--- begin Selected text ---
I normally enjoy conversations, even with total strangers on planes, since they’re only friends I haven’t yet met. It can be harder with commuters though; for despite knowing each other’s faces, schedules, hairstyles, dress sense or choice of newspapers; the 7:21 train is an unlikely launch pad for a happy round of charades.
A lunchtime deadline for my newspaper column was hurtling into view, and I was besieged by offers of free travel, time shares, credit cards, phone rates, power discounts. And I thought telemarketers only worked during evening meal times!
Telemarketers mostly work by commission - living by ‘mouth to hand’ - so I try to be courteous. ”Could you please mail me the details so I can check them and call you back; then we might sign up, okay? Thanks for your call, goodbye.”
An elderly neighbour explained her method: “I’m quite deaf, so I keep saying ‘Hey?’ They usually quit after the fourth or fifth ‘Hey!” An approach I’ve felt unable to use, since it’s hard to rapidly and credibly shift from a cheery greeting to total hearing loss.
But on this brown day one caller’s persistence crashed me through the courtesy barrier …
“Are you at work right now? Yes? Well me too. In fact I’m busy writing a newspaper article and you’ve interrupted me. How about if I finish it; call you at your desk and read it to you; just like you’re reading your sales pitch to me? Would you think I was being rude or pushy? You would? Well, I’m sorry, but that’s how you’re coming across to me. Thank you and goodbye!”
I’d won; but having to resort to rudeness made me feel more than slightly brown.
Then the phone rang - again.
It was our local bank manager: “Hello (insert here anonymous Writing Challenge entrant’s name,) is Judy (anonymous entrant’s wife’s name) still in Europe?”
“No Luke, she got back last month. But thanks for asking. Does this call mean that ‘bank interest’ now applies to our personal movements as well as our personal finances?”
“Not quite; last week’s figures show that your credit card lists a transaction for seventeen hundred euros in Barcelona!”
Surprise and dismay – both shrouded in the darkest brown - replaced any cheerful banter. “So money not only speaks all languages,” I thought, “it also ‘goes without saying!’”
Despite Luke’s news, I met my deadline. And after six brown weeks of investigations, detailed documentation and restricted credit, the bank finally cleared the computer fraud they had first suspected. However it was no fun during that period to have to wear the rap for an unknown computer hacker.
--- end Selected text ---
--- begin Entries provided ---
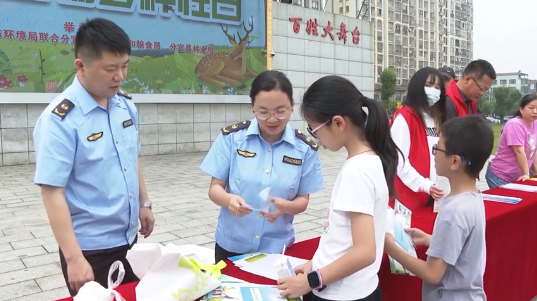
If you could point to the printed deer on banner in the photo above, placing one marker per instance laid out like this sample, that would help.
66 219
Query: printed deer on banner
224 69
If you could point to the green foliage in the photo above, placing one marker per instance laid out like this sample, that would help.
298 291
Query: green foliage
49 68
390 106
388 80
5 64
507 99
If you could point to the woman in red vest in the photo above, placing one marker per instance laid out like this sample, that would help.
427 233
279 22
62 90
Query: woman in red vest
415 127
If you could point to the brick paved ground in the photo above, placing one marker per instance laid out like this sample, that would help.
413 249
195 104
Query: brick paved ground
29 267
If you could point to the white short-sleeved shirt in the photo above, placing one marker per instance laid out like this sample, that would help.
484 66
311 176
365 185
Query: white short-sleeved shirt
360 187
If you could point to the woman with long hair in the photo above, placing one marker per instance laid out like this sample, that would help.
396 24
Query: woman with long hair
250 156
415 127
348 258
516 147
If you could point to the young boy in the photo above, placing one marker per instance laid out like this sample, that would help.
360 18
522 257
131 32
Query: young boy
456 255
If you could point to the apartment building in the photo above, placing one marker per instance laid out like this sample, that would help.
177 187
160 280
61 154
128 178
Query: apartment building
517 80
412 34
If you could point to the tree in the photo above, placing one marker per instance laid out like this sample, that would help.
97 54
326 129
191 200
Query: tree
507 99
387 79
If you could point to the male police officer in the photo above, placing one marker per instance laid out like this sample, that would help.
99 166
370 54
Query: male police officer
86 148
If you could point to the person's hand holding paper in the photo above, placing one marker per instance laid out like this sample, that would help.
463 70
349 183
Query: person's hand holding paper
279 204
238 207
271 202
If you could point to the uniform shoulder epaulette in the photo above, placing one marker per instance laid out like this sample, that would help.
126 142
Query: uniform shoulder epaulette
124 94
63 108
236 127
306 140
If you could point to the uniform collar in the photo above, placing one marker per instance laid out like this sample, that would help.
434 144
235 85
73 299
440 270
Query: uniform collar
287 136
86 102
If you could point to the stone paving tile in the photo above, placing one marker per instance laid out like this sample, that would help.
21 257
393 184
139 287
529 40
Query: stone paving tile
29 263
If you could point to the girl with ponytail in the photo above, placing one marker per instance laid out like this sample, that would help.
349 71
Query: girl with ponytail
346 264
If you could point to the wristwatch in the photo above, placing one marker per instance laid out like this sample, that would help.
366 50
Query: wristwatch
147 204
315 281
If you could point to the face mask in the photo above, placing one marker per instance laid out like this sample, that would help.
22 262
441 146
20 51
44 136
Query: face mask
433 95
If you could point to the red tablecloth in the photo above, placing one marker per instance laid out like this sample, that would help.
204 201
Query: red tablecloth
511 272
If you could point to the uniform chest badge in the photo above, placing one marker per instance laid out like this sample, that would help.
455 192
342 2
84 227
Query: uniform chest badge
245 154
95 136
292 161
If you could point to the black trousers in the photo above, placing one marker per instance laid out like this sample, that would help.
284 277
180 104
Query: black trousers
222 254
375 296
100 261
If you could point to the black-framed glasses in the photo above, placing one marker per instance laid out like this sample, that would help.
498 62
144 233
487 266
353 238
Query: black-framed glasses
435 150
265 114
312 132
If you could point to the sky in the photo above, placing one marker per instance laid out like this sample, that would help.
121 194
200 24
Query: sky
505 34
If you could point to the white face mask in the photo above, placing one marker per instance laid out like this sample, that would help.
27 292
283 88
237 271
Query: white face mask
433 95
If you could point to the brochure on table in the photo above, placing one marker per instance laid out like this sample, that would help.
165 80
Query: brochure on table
263 264
246 292
398 219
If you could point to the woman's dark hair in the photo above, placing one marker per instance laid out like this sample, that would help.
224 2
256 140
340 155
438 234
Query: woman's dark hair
416 99
271 80
523 103
336 96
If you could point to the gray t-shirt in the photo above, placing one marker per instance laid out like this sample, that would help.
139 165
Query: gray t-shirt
459 239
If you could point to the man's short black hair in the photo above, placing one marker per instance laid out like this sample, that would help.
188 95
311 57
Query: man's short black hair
471 138
478 68
96 36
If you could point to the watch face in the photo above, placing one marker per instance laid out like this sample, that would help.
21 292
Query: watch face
313 280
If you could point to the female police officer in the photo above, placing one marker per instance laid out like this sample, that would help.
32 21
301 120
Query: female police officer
265 152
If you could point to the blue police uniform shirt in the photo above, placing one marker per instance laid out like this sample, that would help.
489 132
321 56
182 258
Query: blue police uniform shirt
92 153
290 167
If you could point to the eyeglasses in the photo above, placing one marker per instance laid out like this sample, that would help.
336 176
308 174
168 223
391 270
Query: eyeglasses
265 114
312 132
435 150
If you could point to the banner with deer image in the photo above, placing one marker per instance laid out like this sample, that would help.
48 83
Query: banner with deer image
178 46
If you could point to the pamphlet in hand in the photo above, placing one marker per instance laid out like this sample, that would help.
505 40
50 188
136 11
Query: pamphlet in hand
397 220
247 292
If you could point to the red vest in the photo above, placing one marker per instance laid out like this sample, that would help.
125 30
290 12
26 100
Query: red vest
419 158
453 92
--- end Entries provided ---
> _To do_
(A) Extract, word for word, the passage of the telemarketing essay that begins at the words "A lunchtime deadline" and stops after the words "total hearing loss.".
(B) According to the telemarketing essay, what amount was listed on the credit card transaction in Barcelona?

> _Solutions to the tasks_
(A)
A lunchtime deadline for my newspaper column was hurtling into view, and I was besieged by offers of free travel, time shares, credit cards, phone rates, power discounts. And I thought telemarketers only worked during evening meal times!
Telemarketers mostly work by commission - living by ‘mouth to hand’ - so I try to be courteous. ”Could you please mail me the details so I can check them and call you back; then we might sign up, okay? Thanks for your call, goodbye.”
An elderly neighbour explained her method: “I’m quite deaf, so I keep saying ‘Hey?’ They usually quit after the fourth or fifth ‘Hey!” An approach I’ve felt unable to use, since it’s hard to rapidly and credibly shift from a cheery greeting to total hearing loss.

(B) Seventeen hundred euros.